- SET TASK 1 -
Can you transcribe the passage on the regionalization algorithm from "In each panel, the" up to and including "in the mean."?

________________________

In each panel, the recovery performance of our algorithm, as measured by the rescaled normalized mutual information (NMI) of Eq. (5), is plotted on the y-axis against the level of within-cluster noise ϵ_within on the x-axis, for between-cluster noise a ϵ_between = 1.0, b ϵ_between = 2.0, c ϵ_between = 5.0, and d ϵ_between = 10.0. The number of covariate categories R is varied within each the panel (denoted by different colors), and the number of clusters is set to K = 5. Error bars represent 2 standard errors in the mean.

Overall, the results of Fig. 1 indicate that our minimum description length regionalization algorithm is able to successfully recover artificially planted clusters, even in the presence of substantial noise, with the performance varying as expected with the level of homogeneity within and between clusters. We now move on to examine its performance on real ethnoracial distribution data.

________________________

- SET TASK 2 -
Which lines of the entries below contain the string "index"? Pick out each such line, treating uppercase and lowercase as different.

(Portion of a data file)
________________________

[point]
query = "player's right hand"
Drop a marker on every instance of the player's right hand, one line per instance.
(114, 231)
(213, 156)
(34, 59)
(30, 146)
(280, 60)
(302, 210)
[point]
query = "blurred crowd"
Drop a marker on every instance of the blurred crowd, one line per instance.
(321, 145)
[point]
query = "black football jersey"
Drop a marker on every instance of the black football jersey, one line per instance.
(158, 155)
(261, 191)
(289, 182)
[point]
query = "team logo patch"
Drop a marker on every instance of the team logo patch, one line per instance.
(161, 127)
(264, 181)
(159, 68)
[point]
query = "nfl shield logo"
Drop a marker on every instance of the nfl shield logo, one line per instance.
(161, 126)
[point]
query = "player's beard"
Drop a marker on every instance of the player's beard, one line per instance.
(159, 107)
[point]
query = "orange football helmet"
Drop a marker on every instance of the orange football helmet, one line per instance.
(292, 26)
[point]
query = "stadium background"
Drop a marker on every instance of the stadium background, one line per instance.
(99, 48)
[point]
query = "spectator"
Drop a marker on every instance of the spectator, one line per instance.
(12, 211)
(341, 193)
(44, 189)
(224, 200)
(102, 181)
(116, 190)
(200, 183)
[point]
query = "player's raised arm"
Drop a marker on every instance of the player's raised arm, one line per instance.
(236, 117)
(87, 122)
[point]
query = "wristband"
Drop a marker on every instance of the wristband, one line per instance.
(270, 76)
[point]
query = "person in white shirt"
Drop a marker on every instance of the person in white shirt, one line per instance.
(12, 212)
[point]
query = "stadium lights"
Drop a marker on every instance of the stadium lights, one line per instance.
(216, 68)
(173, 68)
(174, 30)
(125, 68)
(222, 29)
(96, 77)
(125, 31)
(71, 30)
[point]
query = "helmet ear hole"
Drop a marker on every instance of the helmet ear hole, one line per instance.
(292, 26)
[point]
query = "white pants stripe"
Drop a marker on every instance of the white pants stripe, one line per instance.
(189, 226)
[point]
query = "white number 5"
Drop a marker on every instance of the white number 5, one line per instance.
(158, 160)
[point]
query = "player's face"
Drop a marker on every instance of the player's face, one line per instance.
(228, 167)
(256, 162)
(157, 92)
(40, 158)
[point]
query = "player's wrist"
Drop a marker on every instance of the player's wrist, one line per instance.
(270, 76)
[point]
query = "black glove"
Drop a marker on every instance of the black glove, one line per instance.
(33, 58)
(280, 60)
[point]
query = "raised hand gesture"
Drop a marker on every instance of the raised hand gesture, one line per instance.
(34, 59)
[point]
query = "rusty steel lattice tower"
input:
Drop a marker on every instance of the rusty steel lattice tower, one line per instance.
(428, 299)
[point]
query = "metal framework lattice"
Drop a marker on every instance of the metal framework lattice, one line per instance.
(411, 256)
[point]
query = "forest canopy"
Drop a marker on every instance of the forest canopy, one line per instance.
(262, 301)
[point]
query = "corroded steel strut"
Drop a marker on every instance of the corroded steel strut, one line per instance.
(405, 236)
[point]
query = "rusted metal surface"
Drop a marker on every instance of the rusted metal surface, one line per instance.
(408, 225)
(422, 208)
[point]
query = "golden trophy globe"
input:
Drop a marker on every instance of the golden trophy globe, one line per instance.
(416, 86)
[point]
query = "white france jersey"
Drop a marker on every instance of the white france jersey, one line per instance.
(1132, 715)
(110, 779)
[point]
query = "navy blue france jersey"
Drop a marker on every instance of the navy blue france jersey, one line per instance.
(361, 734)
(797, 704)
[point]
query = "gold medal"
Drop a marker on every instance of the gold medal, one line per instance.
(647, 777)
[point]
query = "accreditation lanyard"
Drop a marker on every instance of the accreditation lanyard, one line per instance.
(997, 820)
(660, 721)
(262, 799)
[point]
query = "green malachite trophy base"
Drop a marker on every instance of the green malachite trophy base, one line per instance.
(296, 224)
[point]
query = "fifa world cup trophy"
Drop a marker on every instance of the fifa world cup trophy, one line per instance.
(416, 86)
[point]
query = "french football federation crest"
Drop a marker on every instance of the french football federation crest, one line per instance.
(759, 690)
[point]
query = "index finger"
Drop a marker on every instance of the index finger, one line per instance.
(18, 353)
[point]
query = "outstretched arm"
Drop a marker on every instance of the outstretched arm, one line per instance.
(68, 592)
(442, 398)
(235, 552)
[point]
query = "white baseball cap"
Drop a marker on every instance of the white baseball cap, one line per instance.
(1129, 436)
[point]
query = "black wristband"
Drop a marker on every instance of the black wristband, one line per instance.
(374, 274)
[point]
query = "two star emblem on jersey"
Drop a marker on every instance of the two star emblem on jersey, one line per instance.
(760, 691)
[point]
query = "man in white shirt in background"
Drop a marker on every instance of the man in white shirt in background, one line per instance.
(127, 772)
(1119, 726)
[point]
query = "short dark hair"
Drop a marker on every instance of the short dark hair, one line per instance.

________________________

- FINAL RESULT 1 -
In each panel, the recovery performance of our algorithm, as measured by the rescaled normalized mutual information (NMI) of Eq. (5), is plotted on the y-axis against the level of within-cluster noise ϵ_within on the x-axis, for between-cluster noise a ϵ_between = 1.0, b ϵ_between = 2.0, c ϵ_between = 5.0, and d ϵ_between = 10.0. The number of covariate categories R is varied within each the panel (denoted by different colors), and the number of clusters is set to K = 5. Error bars represent 2 standard errors in the mean.

- FINAL RESULT 2 -
query = "index finger"
Drop a marker on every instance of the index finger, one line per instance.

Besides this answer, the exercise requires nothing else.